(Teks Bacaan)
########################################
Selidiki Kasus Anak Perempuan yang Dibuang di Tol Ancol
Sosialisasi tentang perdagangan orang harus gencar dilakukan agar masyarakat tidak menjadi korban jaringan mafia TPPO.
Oleh
SONYA HELLEN SINOMBOR
·3 menit baca
JAKARTA, KOMPAS — Kasus perdagangan orang dalam berbagai modus terus terjadi. Beberapa hari lalu di sejumlah media daring terungkap seorang anak perempuan berusia 14 tahun dari Sumatera Barat yang dibuang di pinggir jalan tol di daerah Ancol, Jakarta Utara. Anak tersebut merupakan salah satu dari puluhan perempuan asal Sumatera Barat yang diduga menjadi korban perdagangan orang.
Terungkapnya kasus tersebut berawal dari pengakuan pedagang kopi yang mangkal di dekat pintu Tol Ancol Timur pada Rabu (21/2/2024). Ia menceritakan, pada awal Januari 2024 dia menemukan seorang anak perempuan berinisial S di dekat Tol Ancol Timur. Anak tersebut kemudian ditolong dan dirawatnya.
########################################
(Data anotasi berbasis titik)
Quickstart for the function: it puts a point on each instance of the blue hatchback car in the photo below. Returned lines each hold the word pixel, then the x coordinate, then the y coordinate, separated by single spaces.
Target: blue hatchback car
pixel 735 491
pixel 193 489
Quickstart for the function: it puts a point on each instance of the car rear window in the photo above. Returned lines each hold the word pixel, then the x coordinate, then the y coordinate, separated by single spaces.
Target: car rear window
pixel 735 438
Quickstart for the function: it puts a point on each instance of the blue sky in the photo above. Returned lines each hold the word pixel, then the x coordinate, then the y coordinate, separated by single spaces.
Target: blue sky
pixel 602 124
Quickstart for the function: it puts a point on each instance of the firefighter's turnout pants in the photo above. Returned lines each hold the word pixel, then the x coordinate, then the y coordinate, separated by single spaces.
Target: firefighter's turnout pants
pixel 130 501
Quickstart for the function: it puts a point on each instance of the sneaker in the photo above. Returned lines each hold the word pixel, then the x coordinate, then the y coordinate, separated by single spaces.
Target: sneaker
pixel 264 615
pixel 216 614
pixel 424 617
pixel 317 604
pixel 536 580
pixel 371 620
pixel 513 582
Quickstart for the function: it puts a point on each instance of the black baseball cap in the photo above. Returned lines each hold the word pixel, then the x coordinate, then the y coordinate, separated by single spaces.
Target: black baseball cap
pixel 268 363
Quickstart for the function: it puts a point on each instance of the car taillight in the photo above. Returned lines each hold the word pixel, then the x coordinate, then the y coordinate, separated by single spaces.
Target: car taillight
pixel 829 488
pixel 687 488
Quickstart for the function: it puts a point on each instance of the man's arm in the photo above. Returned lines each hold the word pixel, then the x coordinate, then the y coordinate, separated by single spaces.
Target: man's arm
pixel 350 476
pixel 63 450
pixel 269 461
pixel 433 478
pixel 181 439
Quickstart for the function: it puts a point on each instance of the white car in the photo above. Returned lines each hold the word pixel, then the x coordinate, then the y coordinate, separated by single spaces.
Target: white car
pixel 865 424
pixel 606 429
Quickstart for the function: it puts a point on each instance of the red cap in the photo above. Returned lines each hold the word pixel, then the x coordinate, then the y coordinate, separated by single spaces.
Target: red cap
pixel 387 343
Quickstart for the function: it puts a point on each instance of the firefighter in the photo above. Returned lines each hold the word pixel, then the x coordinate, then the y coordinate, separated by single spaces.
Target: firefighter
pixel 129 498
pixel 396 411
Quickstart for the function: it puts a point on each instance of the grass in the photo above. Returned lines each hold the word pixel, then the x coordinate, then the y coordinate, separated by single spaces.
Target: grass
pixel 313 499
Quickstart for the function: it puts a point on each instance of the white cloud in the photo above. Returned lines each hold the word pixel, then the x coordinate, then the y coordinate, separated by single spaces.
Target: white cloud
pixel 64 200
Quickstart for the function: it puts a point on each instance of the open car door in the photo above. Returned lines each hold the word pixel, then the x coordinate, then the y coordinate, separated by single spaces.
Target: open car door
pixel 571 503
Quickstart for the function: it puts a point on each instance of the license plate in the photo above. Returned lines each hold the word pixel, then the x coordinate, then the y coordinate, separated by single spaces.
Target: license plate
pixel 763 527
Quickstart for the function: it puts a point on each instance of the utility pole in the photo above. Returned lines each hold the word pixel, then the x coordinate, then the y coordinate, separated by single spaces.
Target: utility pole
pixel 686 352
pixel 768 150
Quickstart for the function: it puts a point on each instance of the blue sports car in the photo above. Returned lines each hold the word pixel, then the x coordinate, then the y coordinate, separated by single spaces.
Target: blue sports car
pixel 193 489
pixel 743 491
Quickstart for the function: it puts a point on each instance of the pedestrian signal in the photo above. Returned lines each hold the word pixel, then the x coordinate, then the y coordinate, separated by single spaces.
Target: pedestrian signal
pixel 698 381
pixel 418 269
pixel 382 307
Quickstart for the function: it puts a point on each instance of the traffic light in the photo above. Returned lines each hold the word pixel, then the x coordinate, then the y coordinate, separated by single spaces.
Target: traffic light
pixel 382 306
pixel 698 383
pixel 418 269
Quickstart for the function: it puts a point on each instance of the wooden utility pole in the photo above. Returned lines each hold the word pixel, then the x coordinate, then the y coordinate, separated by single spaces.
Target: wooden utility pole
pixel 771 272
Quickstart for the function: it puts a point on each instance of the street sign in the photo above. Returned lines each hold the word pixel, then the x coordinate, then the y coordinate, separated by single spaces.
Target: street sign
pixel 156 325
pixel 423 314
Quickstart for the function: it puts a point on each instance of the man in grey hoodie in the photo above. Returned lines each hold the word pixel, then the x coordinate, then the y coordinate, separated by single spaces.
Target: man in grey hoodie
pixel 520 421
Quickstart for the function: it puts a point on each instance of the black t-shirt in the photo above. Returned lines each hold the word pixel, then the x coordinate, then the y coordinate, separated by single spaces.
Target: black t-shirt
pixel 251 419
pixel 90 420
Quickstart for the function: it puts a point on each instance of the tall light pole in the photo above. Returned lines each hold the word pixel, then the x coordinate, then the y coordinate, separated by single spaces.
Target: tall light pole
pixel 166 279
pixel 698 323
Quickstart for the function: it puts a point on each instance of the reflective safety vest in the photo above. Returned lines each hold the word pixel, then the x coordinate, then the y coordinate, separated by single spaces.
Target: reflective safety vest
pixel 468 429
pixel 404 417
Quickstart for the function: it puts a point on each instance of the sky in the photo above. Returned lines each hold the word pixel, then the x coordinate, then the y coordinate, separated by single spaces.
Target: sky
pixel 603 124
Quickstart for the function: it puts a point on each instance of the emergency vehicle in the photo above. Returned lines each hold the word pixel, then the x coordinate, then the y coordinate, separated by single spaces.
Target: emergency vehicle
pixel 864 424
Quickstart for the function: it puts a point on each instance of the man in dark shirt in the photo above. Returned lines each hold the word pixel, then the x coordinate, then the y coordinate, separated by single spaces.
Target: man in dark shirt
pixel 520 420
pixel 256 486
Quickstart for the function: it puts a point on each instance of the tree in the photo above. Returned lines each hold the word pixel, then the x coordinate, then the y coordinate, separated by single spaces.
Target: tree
########################################
(Daftar Tugas)
a: Menurut teks bacaan tentang anak perempuan yang dibuang di Tol Ancol, berapa usia anak itu?
b: Salin kembali bagian entri dari awal sampai baris yang memuat "Target: blue hatchback car", termasuk baris itu, tanpa mengubah apa pun.

(Kunci Jawaban)
a: Anak itu berusia 14 tahun.

b:
Quickstart for the function: it puts a point on each instance of the blue hatchback car in the photo below. Returned lines each hold the word pixel, then the x coordinate, then the y coordinate, separated by single spaces.
Target: blue hatchback car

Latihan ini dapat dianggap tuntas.